Texto proporcionado:
________

Esos frutos se entregan y se ofrecen a los demás, buscando su salvación, la salvación del mundo: “concédenos vivir tan unidos en Cristo, que fructifiquemos con gozo para la salvación del mundo”[25], “concédenos, ahora, fortalecidos por este sacrificio, permanecer siempre unidos a Cristo por la fe y trabajar en la Iglesia por la salvación de todos los hombres”[26]. Cuanto hacemos y vivimos, lo que trabajamos y las obras santas, pero también la oración personal y comunitaria, la plegaria, se ensanchan con corazón católico deseando que la salvación sea eficaz en todos los hombres: “Te pedimos, Señor, que extiendas los beneficios de tu redención a todos los hombres”[27].

 

             c) Somos presencia de Cristo

  La participación en la liturgia nos cristifica, nos une de tal modo con Cristo, que nos vamos transformando en Él, y así nuestra presencia es una memoria de Cristo para todos, un testimonio real que apunta al Señor y lo señala ante los hombres. Ante ellos, difundimos el buen olor de Cristo: “concédenos, Dios todopoderoso, que quienes han participado en tus sacramentos, sean en el mundo buen olor de Cristo”[28]. El bonus odor Christi es el perfume de una vida santa, bella; “somos el buen olor de Cristo” (2Co 2,15).

________

Aplica lo leído:
• 1. Según el texto sobre la liturgia, ¿qué es el bonus odor Christi?
• 2. Prosigue el texto sobre la liturgia a partir de su última oración.

[Entradas de datos]

________

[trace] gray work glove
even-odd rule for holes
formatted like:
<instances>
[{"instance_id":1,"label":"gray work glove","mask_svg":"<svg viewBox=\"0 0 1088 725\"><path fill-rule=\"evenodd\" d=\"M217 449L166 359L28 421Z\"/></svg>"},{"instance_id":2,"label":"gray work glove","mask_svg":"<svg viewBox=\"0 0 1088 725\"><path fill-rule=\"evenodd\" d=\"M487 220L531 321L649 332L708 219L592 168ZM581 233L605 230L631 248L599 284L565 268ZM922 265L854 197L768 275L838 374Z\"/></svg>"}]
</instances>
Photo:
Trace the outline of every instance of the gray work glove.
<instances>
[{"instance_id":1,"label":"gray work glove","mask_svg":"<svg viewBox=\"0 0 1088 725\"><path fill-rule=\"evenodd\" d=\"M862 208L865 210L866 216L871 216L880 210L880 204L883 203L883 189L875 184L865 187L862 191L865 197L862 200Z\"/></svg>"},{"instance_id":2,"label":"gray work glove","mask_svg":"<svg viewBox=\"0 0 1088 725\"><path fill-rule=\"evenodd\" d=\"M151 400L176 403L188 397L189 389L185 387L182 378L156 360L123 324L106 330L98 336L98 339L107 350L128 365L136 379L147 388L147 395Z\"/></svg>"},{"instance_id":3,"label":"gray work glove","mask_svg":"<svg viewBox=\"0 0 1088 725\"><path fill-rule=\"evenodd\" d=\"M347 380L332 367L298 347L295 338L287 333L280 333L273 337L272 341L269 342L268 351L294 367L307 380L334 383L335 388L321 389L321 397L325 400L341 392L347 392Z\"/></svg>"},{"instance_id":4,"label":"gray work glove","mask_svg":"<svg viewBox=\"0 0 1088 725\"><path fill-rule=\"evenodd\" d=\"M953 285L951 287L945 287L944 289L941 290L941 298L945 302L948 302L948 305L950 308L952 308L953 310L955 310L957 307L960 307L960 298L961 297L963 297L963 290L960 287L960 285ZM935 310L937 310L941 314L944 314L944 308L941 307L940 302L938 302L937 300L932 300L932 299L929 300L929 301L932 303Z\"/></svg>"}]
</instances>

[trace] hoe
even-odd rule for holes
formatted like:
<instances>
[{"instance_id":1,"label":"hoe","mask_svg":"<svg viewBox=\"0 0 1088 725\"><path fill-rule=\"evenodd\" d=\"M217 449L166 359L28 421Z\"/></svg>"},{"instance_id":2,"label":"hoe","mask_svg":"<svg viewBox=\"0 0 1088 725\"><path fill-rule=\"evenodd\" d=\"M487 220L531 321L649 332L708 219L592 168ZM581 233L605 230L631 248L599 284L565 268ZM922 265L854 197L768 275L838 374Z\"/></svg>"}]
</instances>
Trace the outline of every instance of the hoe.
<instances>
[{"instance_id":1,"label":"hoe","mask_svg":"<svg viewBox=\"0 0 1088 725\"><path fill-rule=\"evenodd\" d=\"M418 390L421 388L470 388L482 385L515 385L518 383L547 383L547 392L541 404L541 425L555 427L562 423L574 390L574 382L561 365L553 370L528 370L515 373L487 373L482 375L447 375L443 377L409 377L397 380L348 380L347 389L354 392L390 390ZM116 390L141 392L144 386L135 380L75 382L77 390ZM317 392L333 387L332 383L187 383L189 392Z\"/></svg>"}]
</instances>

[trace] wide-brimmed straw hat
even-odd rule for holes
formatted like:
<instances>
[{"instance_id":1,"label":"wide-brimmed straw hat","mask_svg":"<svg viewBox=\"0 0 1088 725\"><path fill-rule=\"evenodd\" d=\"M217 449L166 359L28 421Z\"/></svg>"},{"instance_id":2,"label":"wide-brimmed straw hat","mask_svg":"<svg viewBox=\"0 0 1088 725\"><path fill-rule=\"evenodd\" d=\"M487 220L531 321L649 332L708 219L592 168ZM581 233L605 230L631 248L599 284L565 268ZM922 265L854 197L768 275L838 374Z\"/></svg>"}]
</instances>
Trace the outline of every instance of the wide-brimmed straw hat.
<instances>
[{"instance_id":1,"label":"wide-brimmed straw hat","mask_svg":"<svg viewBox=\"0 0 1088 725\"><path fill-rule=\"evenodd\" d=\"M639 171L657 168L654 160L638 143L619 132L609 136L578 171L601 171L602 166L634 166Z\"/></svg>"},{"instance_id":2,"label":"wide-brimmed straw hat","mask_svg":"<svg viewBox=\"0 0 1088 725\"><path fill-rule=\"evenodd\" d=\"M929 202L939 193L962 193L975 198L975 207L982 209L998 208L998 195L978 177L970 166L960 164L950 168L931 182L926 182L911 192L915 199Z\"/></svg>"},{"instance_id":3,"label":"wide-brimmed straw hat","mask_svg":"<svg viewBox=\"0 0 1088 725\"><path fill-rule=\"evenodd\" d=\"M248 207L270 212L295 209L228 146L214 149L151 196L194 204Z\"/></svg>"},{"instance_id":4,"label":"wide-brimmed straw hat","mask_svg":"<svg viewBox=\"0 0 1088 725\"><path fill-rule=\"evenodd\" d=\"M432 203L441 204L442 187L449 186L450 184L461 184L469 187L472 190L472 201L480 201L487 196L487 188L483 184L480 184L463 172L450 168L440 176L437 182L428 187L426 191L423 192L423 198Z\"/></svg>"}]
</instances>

________

Respuestas por tarea:
• 1. Es el perfume de una vida santa, bella.

• 2.
  Hasta tal punto es transformante la participación interior en la liturgia, que llegamos a parecernos al mismo Señor, teniendo la mente de Cristo, los sentimientos de Cristo: “te pedimos, Dios nuestro, la gracia de parecernos a Cristo en la tierra”[29], “transformados en la tierra a su imagen”[30], “los celestes alimentos que hemos recibido, Señor, nos transformen en imagen de tu Hijo”[31].

  Somos situados en el mundo a imagen de Cristo, el Hombre nuevo, y recreados en Él en santidad y justicia. Nos despojamos de nuestro hombre viejo para revestirnos de Cristo: “la participación en los sacramentos de tu Hijo nos libre de nuestros antiguos pecados y nos transforme en hombres nuevos”[32]. La liturgia nos transforma en lo más profundo de nuestro ser: “siempre caminemos como hombres nuevos en una vida nueva”[33].

 Al participar en la liturgia interiormente “libres de la decrepitud del hombre viejo, recomencemos una nueva vida en continuo progreso espiritual”[34], y esperamos cada día vivir con la novedad de Cristo en nuestra existencia: “Tú que nos dado la luz del nuevo día, concédenos también caminar por sendas de vida nueva”[35].

 

 



[1] Preces Laudes, Lunes II del Salterio.

[2] Benedicto XVI, Audiencia general, 7-enero-2009.

[3] Ibíd.

[4] OP (: Oración de postcomunión), III Dom. Cuar.

[5] OF, San Juan de la Cruz, 14 de diciembre.

[6] OF, II Dom. Pasc.

[7] OP, Jueves II Cuar.

[8] OF, Viernes II Cuar.

[9] OP, Martes II Cuar.

[10] OP, Miérc. VII Pasc.

[11] OP, 29 de diciembre.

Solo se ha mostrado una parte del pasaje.